→ **TASK BRIEF**
Copy word for word the rows below, beginning with the line that contains "Target — wall-mounted mirror" and continuing through the final line of the rows. Leave the pictures out of your copy.

------------------------------------------------------------

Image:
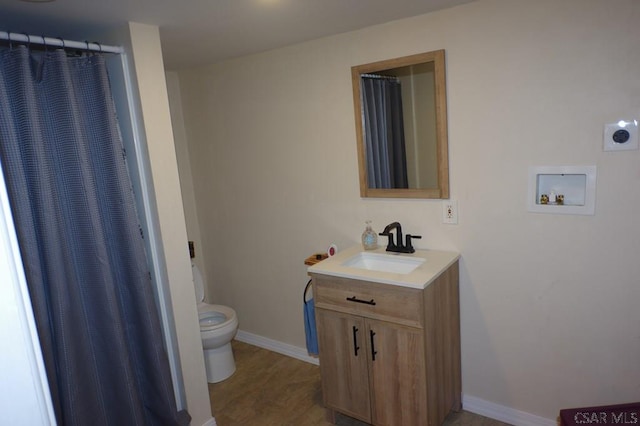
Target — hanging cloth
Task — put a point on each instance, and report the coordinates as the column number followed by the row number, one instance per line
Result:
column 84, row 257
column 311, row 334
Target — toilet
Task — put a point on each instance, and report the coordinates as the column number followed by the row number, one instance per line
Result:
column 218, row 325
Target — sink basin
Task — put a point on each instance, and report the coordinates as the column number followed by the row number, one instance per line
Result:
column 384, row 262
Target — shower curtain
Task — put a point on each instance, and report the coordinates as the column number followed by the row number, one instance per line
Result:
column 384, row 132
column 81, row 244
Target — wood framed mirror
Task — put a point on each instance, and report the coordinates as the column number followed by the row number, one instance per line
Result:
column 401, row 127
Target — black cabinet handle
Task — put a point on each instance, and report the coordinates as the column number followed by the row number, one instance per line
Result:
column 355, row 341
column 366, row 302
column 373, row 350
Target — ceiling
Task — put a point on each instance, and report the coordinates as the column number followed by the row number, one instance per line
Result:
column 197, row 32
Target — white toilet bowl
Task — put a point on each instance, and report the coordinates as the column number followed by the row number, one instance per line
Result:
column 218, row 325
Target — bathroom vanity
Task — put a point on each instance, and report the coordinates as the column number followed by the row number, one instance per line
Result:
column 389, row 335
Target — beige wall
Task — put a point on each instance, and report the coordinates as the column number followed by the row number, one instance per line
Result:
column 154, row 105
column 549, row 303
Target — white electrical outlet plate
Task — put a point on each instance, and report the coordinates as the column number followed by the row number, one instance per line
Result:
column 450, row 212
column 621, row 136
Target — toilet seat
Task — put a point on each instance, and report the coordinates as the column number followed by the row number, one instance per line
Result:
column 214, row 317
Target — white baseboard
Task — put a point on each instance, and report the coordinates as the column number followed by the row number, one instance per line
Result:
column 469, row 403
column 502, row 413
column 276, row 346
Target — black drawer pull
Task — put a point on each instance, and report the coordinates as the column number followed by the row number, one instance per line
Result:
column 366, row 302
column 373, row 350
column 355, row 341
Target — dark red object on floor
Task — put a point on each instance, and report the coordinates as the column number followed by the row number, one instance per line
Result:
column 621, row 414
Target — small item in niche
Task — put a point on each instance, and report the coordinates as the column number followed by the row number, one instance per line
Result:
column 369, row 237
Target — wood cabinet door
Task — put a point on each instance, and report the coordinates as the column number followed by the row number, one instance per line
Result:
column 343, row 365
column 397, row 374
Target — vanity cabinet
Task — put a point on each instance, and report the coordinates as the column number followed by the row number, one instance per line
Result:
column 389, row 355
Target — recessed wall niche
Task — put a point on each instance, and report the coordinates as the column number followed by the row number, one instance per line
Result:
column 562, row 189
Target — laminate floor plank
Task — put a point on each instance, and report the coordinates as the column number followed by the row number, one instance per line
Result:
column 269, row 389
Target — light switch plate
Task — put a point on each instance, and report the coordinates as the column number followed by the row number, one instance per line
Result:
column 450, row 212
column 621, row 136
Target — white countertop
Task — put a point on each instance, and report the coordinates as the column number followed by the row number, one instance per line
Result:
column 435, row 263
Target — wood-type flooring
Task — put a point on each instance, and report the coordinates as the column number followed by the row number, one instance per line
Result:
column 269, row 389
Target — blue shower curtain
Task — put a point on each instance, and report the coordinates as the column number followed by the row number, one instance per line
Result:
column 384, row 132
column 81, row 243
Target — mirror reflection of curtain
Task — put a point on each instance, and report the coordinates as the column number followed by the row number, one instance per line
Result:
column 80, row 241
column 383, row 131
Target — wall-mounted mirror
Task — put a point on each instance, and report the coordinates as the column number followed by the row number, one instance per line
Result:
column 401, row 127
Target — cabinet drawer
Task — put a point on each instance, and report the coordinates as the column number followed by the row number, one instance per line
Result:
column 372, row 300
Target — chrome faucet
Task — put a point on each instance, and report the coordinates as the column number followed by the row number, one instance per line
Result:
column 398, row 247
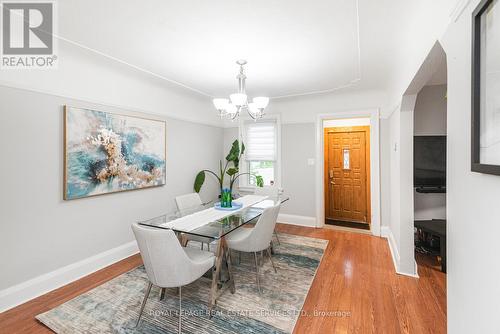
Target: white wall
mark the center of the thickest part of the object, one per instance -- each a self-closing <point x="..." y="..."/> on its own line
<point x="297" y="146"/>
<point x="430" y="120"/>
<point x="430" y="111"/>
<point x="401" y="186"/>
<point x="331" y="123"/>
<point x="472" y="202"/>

------------------------------------------------------------

→ **SOLUTION**
Target — wall-mounted mirror
Task — put a point on each instance, and report the coordinates as the column number followed by the row number, one instance per line
Result:
column 401, row 127
Target — cabinet drawer
Task — put a point on each instance, and report the coordinates as the column number followed by the row number, one instance per line
Result:
column 372, row 300
Target — chrome faucet
Task — put a point on each instance, and report the coordinates as the column number followed by the row number, one instance per line
Result:
column 398, row 247
Target: white wall
mark the center of the thickest part of the object, one per instance -- each a self-closing <point x="..." y="..."/> on its own line
<point x="297" y="146"/>
<point x="430" y="120"/>
<point x="430" y="111"/>
<point x="401" y="186"/>
<point x="331" y="123"/>
<point x="472" y="202"/>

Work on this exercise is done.